===== Supplied data

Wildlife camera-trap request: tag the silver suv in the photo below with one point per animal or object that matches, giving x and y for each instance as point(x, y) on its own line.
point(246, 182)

==========
===== Supplied data

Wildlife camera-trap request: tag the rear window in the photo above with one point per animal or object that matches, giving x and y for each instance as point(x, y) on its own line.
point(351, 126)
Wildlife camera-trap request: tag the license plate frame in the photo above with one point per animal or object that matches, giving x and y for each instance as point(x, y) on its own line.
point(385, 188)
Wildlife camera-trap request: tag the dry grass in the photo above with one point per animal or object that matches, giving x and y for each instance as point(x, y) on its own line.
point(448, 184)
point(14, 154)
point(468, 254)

==========

Directions for this task -
Please print the items between the line holding "Wildlife camera-trap request: tag the license" and the line holding "point(385, 188)", inclusive, and copy them character for character.

Exercise result -
Wildlife camera-trap request: tag the license plate frame in the photo above with one point per animal or object that matches, giving x and y for each instance as point(x, y) on its own line.
point(385, 188)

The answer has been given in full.